─── Exercise passage

Lycopene Interferes with Cell Progression and IGF-1 Signaling in Mammary Cancer Cells

The Durk Pearson & Sandy Shaw®
Life Extension NewsTM
Volume 6 No. 1 • February 2003

Lycopene Interferes with Cell Progression and IGF-1 Signaling in Mammary Cancer Cells

There is evidence that IGF-1 (insulinlike growth factor 1) signaling may play a role in certain cancers (such as prostate, breast, lung, and colorectal in women) by acting as a mitogen (a substance that increases cell proliferation) and inhibiting apoptosis (programmed cell death). In observational studies, higher levels of IGF-1 are associated with higher risks of these and possibly other cancers.1 Hence, interfering with IGF-1 signaling, especially if such interference can be localized to high-risk tissues sensitive to its mitogenic effects,2 would be very desirable in terms of reducing cancer risk.

A recent paper8 reports that, in mammary cancer cells, growth stimulation by IGF-1 was markedly reduced by lycopene treatment. The researchers note that these effects were not associated with changes in the number or affinity of IGF-1 receptors, but were a result of an increase in membrane-associated IGF-binding proteins, which were shown previously to negatively regulate IGF-1 receptor activation in different cancer cells. Moreover, they report that lycopene inhibited basal and IGF-induced thymidine incorporation into DNA (as a measure of growth) and slowed cell cycle progression, while not causing cell death. These same authors had previously reported that lycopene inhibited mammary, endometrial, and lung cancer cell growth in a dose-dependent manner; the concentration causing 50% inhibition was approximately 2 microM. The latter inhibition was detected after 24 hours of incubation and was maintained for at least three days.

──────
─── Listed entries

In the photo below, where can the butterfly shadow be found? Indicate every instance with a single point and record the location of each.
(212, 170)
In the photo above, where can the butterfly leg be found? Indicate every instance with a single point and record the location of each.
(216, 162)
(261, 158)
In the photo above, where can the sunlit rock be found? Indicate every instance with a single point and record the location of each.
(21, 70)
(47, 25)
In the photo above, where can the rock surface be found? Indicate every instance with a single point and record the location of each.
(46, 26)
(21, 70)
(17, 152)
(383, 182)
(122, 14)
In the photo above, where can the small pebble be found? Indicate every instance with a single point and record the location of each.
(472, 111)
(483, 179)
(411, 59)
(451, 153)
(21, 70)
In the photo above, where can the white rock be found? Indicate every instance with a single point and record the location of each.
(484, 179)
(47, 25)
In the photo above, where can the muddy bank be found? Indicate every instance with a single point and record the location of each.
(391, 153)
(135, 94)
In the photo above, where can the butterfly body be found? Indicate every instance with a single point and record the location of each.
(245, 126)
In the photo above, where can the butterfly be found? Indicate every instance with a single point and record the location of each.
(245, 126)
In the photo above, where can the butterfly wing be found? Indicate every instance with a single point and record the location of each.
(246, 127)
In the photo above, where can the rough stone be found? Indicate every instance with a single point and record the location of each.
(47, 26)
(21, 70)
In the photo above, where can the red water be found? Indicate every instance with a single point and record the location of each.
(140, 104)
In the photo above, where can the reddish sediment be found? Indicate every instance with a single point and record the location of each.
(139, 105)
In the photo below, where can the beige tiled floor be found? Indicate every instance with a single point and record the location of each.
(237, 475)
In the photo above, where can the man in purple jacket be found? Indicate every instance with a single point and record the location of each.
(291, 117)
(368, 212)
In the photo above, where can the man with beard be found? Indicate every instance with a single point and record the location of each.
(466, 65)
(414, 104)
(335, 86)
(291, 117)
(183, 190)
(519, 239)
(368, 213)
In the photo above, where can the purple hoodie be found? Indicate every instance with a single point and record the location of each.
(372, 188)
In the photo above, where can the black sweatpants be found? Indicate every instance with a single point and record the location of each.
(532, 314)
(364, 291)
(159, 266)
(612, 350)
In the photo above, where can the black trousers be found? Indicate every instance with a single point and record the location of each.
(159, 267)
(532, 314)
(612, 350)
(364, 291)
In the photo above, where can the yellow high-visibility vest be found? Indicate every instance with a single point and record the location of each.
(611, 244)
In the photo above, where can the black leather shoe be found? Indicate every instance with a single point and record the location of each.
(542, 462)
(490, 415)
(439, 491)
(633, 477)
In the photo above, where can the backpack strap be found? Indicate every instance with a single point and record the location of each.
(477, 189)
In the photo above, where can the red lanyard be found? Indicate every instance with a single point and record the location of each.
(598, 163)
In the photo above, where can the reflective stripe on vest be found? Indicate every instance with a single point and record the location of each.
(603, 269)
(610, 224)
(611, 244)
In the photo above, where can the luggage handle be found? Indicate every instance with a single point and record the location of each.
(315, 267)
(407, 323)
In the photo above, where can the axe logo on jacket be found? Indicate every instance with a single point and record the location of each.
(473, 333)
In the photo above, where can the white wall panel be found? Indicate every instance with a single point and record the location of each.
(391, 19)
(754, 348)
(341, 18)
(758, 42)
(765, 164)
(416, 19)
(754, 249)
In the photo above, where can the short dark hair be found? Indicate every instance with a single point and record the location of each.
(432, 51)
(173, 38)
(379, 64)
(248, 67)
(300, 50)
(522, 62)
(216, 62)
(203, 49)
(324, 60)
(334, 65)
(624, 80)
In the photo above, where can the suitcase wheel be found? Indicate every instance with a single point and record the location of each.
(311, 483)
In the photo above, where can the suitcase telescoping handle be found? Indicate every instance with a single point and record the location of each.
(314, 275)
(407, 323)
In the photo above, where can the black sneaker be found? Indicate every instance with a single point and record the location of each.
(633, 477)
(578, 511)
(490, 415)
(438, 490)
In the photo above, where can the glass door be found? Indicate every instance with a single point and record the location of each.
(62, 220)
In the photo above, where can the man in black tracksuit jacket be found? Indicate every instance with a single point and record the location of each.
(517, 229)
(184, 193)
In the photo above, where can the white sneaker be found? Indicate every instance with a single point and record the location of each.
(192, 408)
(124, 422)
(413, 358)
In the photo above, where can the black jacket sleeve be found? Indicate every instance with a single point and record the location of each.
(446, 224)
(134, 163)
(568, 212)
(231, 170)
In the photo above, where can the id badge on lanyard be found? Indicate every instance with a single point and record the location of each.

──────

### Activity list
1/ According to the lycopene article, what lycopene concentration caused 50% inhibition of cancer cell growth?
2/ Go on writing the lycopene article, starting after its last sentence.
The rows are material of their own and are unrelated to the lycopene article.

### Answer set
1/ Approximately 2 microM.

2/
  1. See, e.g., a review by Yu and Rohan, Role of the insulin-like growth factor family in cancer development and progression. J Natl Cancer Inst 92(18):1472-89 (2000).
  2. On the other hand, IGF-1 has shown protective effects in the pathogenesis of diabetic angiopathy,3 in accelerating muscle and motor neuron regeneration,4 in enhancing DNA accretion and growth in skeletal muscle,5 and possibly in enhancing the removal of amyloid-beta from the brain.6 Recently, transgenic mice (which had one gene for the IGF-1 receptor knocked out, while the other gene was normal) had greater resistance to oxidative stress and lived an average of 26% longer than their wild-type littermates (the 16% increase in lifespan for the male mice was not statistically significant, however; the male mice, but not females, also had abnormal blood glucose regulation).7 Hence, the overall picture for the risk/benefit of IGF-1 is decidedly complex.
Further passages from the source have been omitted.